Required task 1 — Give the stretch of the Newton Smith Fielding biography from "Newton Smith Fielding" through "to various works." again, swapping "lithographs" for "prints".
Required task 2 — Carry the Newton Smith Fielding biography forward from its last sentence.

-- Start Page extract --

Newton Smith Fielding (1799–1856), was an English painter and lithographer.

Life
Fielding was born in London in 1799, the youngest son of Nathan Theodore Fielding. He exhibited at the Society of Painters in Water-colours, showing some landscapes in 1815, and cattle pieces in 1818. He is best known for his paintings and engravings of animals. Besides painting in water-colours, he also made etchings, aquatints, and lithographs, becoming especially proficient in the last of these. He moved to Paris where he lived until his death, on 12 January 1856; he was much esteemed there, entering the 1827 Paris Salon and teaching the family of Louis-Philippe. In 1836 he published in London a set of Subjects after Nature, and in Paris he published sets of lithographs of animals, and illustrations to various works.

-- End Page extract --
-- Start Entries provided --

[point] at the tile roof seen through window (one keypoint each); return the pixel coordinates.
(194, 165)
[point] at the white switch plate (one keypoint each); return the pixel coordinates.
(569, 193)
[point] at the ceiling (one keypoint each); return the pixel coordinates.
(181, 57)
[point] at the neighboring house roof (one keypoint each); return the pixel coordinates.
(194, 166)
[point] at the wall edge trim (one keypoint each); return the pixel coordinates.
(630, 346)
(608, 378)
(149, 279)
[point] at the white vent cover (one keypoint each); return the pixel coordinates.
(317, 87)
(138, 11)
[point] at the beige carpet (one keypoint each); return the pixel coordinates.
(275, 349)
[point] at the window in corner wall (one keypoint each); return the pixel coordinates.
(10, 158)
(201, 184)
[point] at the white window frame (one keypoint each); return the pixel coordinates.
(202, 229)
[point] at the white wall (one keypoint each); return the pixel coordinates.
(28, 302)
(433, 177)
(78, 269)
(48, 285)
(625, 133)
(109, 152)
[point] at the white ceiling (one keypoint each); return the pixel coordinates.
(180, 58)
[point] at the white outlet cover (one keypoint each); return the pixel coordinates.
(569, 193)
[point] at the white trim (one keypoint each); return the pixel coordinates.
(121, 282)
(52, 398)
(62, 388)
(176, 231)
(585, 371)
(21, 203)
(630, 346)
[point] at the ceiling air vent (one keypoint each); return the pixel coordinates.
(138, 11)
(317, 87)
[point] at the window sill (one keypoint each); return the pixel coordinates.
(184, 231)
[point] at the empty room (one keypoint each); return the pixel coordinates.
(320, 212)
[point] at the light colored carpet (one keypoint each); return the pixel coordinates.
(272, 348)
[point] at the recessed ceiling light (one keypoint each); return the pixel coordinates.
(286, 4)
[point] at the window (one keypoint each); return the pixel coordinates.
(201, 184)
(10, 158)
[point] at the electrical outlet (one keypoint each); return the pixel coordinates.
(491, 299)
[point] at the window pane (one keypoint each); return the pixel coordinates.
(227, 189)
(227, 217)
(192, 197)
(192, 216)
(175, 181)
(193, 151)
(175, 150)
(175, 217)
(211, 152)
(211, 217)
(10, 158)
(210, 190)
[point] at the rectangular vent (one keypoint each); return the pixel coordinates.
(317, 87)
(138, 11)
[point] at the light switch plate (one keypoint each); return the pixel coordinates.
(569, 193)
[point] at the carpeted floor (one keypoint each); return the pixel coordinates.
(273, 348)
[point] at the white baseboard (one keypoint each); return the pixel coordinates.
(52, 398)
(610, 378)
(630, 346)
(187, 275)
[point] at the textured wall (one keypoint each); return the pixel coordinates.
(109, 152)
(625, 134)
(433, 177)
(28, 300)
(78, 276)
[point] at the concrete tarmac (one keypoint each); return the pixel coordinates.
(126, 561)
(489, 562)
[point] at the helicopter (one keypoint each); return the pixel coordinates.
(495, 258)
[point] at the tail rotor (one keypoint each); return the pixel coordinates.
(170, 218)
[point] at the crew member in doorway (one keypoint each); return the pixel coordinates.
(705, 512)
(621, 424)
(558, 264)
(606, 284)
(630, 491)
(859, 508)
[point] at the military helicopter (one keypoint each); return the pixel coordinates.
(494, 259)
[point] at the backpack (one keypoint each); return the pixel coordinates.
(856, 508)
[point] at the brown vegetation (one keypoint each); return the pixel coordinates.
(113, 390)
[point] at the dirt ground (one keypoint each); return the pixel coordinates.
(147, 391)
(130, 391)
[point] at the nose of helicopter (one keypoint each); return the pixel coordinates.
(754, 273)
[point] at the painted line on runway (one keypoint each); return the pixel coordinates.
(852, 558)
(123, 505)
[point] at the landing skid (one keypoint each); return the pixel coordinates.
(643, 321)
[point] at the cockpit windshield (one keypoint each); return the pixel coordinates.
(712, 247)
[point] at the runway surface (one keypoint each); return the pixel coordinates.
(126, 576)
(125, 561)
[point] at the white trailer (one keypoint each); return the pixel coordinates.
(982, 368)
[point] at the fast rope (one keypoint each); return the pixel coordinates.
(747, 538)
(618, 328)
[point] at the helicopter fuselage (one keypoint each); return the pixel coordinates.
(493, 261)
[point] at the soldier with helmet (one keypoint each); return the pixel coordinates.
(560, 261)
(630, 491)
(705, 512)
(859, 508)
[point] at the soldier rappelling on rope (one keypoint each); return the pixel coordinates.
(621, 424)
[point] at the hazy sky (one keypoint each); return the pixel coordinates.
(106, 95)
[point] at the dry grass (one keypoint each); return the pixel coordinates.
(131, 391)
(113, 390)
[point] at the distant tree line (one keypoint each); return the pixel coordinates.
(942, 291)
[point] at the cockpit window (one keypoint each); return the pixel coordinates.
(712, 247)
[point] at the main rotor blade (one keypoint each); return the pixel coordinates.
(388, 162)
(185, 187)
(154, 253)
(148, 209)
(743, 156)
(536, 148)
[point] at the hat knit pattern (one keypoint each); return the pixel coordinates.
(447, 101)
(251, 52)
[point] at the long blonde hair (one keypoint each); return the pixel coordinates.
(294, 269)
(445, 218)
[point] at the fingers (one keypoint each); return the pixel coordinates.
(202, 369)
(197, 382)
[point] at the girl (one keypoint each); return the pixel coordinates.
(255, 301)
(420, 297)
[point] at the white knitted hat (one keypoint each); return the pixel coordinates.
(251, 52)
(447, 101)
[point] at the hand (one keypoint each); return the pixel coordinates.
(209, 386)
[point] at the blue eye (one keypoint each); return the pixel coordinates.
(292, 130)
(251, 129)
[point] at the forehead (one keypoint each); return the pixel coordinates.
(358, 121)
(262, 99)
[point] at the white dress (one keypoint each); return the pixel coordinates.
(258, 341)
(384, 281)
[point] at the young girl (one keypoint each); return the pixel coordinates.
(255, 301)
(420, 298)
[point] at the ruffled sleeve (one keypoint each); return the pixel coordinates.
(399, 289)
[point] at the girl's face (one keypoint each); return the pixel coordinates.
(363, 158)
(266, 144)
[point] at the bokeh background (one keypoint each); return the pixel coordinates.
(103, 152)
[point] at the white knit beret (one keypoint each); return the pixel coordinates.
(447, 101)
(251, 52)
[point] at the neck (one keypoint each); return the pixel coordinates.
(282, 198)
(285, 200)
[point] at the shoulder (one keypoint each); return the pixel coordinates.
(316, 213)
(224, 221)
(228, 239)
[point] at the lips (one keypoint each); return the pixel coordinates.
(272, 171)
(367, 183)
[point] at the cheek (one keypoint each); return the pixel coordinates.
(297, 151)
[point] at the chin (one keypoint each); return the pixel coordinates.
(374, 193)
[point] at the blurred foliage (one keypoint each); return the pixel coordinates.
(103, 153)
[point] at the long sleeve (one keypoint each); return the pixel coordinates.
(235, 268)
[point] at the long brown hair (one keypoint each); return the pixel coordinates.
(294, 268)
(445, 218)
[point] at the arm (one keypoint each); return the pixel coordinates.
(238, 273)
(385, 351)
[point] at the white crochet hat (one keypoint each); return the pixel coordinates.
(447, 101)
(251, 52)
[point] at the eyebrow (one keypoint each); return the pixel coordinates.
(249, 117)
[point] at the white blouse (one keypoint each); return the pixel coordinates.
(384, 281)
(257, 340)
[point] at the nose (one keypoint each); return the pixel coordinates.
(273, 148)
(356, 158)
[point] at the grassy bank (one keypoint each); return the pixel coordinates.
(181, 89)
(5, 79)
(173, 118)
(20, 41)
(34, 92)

-- End Entries provided --

Result 1 —
Newton Smith Fielding (1799–1856), was an English painter and lithographer.

Life
Fielding was born in London in 1799, the youngest son of Nathan Theodore Fielding. He exhibited at the Society of Painters in Water-colours, showing some landscapes in 1815, and cattle pieces in 1818. He is best known for his paintings and engravings of animals. Besides painting in water-colours, he also made etchings, aquatints, and prints, becoming especially proficient in the last of these. He moved to Paris where he lived until his death, on 12 January 1856; he was much esteemed there, entering the 1827 Paris Salon and teaching the family of Louis-Philippe. In 1836 he published in London a set of Subjects after Nature, and in Paris he published sets of prints of animals, and illustrations to various works.

Result 2 —
He also published Three Hundred Lessons; or, a Year's Instruction in Landscape Drawing, including Marine Subjects, with Hints on Perspective, (1852); Lessons on Fortification, with Plates, (1853); A Dictionary of Colour, containing Seven Hundred and Fifty Tints, to which is prefixed a Grammar of Colour, (1854); What to Sketch with; or, Hints on the Use of Coloured Crayons, Water-colours, Oil-colours, Black and White Chalks, Black-lead Pencil, and the Author's new Method of Preserving the Lights with Composition, (1856); and How to Sketch from Nature; or, Perspective and its Application, (2nd edit. 1856).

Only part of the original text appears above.